• ASSIGNMENT
The answer must restate every entry exactly as it appears.

• DATA FOR ANALYSIS
* * * * * * * * *
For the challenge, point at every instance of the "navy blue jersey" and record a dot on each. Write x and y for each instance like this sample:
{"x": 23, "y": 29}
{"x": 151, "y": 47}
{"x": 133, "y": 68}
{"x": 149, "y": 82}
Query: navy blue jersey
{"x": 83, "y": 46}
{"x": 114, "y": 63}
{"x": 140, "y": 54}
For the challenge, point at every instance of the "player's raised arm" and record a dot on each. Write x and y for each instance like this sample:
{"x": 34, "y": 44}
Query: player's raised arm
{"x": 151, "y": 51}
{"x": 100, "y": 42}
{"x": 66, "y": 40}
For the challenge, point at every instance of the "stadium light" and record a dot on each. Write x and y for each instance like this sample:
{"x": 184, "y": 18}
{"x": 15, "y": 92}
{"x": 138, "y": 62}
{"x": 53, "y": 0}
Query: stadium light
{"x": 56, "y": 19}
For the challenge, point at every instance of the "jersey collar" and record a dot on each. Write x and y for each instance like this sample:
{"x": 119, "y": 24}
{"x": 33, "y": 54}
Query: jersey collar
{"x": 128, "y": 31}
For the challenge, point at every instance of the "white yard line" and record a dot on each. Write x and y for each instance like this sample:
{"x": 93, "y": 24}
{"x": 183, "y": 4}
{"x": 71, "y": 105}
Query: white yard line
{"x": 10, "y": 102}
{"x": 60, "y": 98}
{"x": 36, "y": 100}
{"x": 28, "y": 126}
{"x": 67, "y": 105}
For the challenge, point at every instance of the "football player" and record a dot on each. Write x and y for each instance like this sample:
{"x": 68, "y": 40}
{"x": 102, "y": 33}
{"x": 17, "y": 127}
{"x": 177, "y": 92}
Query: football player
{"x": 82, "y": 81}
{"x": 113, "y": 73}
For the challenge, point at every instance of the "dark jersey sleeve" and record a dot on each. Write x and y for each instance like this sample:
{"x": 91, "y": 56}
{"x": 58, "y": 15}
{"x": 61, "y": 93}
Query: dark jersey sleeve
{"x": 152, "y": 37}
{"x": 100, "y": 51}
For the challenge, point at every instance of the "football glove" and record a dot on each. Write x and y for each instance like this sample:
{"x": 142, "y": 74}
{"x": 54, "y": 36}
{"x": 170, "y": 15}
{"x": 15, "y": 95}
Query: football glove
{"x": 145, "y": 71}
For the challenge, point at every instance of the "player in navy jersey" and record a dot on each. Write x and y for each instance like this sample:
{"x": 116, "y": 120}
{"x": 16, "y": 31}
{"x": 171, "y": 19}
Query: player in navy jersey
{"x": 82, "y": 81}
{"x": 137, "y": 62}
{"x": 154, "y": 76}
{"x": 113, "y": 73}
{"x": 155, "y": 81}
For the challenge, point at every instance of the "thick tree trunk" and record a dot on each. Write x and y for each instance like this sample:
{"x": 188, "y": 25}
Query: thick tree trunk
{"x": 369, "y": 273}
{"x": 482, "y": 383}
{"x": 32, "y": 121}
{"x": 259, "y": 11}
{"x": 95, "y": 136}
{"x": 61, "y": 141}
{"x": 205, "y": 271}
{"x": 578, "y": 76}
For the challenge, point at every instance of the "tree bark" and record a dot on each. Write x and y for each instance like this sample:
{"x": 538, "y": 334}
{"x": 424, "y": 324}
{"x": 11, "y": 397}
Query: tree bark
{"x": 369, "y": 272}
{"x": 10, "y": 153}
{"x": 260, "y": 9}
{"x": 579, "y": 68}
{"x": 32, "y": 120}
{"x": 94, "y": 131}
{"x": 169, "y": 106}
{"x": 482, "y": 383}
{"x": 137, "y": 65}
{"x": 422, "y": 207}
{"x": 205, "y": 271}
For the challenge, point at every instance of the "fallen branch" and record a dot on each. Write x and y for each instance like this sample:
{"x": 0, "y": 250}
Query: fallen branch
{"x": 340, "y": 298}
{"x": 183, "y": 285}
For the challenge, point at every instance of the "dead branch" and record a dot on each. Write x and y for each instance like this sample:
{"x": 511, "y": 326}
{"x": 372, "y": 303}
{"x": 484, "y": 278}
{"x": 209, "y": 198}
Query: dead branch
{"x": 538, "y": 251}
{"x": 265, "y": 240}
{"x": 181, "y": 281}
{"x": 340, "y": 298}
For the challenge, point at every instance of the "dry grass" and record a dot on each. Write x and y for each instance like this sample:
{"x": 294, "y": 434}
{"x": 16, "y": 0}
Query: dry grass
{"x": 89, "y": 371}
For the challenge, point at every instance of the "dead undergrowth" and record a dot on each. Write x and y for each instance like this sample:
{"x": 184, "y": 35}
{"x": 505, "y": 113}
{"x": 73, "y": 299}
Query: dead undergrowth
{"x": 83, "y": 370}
* * * * * * * * *
• YOUR RESPONSE
For the challenge, point at every instance of the "navy blue jersey" and record a dot on each. Write x and y for each instance like this sample:
{"x": 23, "y": 29}
{"x": 151, "y": 47}
{"x": 133, "y": 68}
{"x": 149, "y": 82}
Query: navy blue jersey
{"x": 83, "y": 46}
{"x": 114, "y": 63}
{"x": 140, "y": 54}
For the challenge, point at every instance of the "player's raised arm" and record a dot on each. Write x and y for each instance like this sample:
{"x": 34, "y": 44}
Query: player's raised arm
{"x": 151, "y": 51}
{"x": 100, "y": 42}
{"x": 66, "y": 40}
For the challenge, point at every instance of the "stadium light" and record a dot on each. Write x and y for each instance like this sample:
{"x": 184, "y": 18}
{"x": 15, "y": 92}
{"x": 138, "y": 62}
{"x": 53, "y": 0}
Query: stadium light
{"x": 56, "y": 19}
For the challenge, point at every instance of the "jersey collar" and record a dot on each. Write x and y for each instance like this sample:
{"x": 119, "y": 24}
{"x": 33, "y": 54}
Query: jersey collar
{"x": 128, "y": 31}
For the challenge, point at every instance of the "white yard line" and record a dot on each. Write x and y for each instance like this sample:
{"x": 93, "y": 24}
{"x": 183, "y": 4}
{"x": 71, "y": 105}
Query: white yard line
{"x": 10, "y": 102}
{"x": 60, "y": 98}
{"x": 36, "y": 100}
{"x": 28, "y": 126}
{"x": 67, "y": 105}
For the challenge, point at every instance of the "football player" and record a dot on each. Write x and y for each instance like this sample:
{"x": 68, "y": 40}
{"x": 102, "y": 33}
{"x": 17, "y": 127}
{"x": 177, "y": 92}
Query: football player
{"x": 82, "y": 81}
{"x": 113, "y": 73}
For the challenge, point at every instance of the "dark jersey sleeve" and record a dot on each. Write x and y for each instance like this sample:
{"x": 91, "y": 56}
{"x": 58, "y": 15}
{"x": 61, "y": 93}
Query: dark jersey sleeve
{"x": 152, "y": 37}
{"x": 100, "y": 51}
For the challenge, point at every instance of the "football glove" and record a dot on each. Write x and y for each instance like this sample:
{"x": 142, "y": 74}
{"x": 54, "y": 36}
{"x": 170, "y": 15}
{"x": 15, "y": 95}
Query: football glove
{"x": 145, "y": 71}
For the challenge, point at every instance of the "player in navy jersey" and record a dot on each. Write x and y for each instance like this sample:
{"x": 116, "y": 120}
{"x": 16, "y": 31}
{"x": 171, "y": 19}
Query: player in navy jersey
{"x": 82, "y": 81}
{"x": 137, "y": 62}
{"x": 154, "y": 76}
{"x": 113, "y": 73}
{"x": 155, "y": 81}
For the challenge, point at every instance of the "thick tree trunk" and record a dot on each. Write x and y for each instance like this sample:
{"x": 188, "y": 25}
Query: thick tree trunk
{"x": 369, "y": 273}
{"x": 482, "y": 383}
{"x": 32, "y": 121}
{"x": 259, "y": 11}
{"x": 95, "y": 136}
{"x": 61, "y": 141}
{"x": 205, "y": 271}
{"x": 578, "y": 76}
For the challenge, point at every instance of the "tree bark" and record a dot on each. Write x and y for each instance like this sample:
{"x": 538, "y": 334}
{"x": 424, "y": 324}
{"x": 11, "y": 397}
Query: tree bark
{"x": 369, "y": 272}
{"x": 10, "y": 153}
{"x": 260, "y": 9}
{"x": 579, "y": 68}
{"x": 32, "y": 120}
{"x": 94, "y": 131}
{"x": 169, "y": 106}
{"x": 482, "y": 383}
{"x": 137, "y": 65}
{"x": 422, "y": 207}
{"x": 205, "y": 271}
For the challenge, point at every instance of the "fallen branch" and record a dot on each. Write x and y for each instance like this sample:
{"x": 0, "y": 250}
Query: fallen branch
{"x": 340, "y": 298}
{"x": 183, "y": 285}
For the challenge, point at every instance of the "dead branch" and record a dot on each. Write x and y for each instance like this sample:
{"x": 511, "y": 326}
{"x": 372, "y": 303}
{"x": 484, "y": 278}
{"x": 209, "y": 198}
Query: dead branch
{"x": 538, "y": 251}
{"x": 265, "y": 240}
{"x": 181, "y": 281}
{"x": 340, "y": 298}
For the challenge, point at every instance of the "dry grass" and record a dot on each. Write x and y for each instance like this sample:
{"x": 294, "y": 434}
{"x": 16, "y": 0}
Query: dry grass
{"x": 89, "y": 371}
For the challenge, point at every instance of the "dead undergrowth" and record a dot on each. Write x and y for each instance like this sample:
{"x": 184, "y": 35}
{"x": 505, "y": 113}
{"x": 73, "y": 299}
Query: dead undergrowth
{"x": 83, "y": 370}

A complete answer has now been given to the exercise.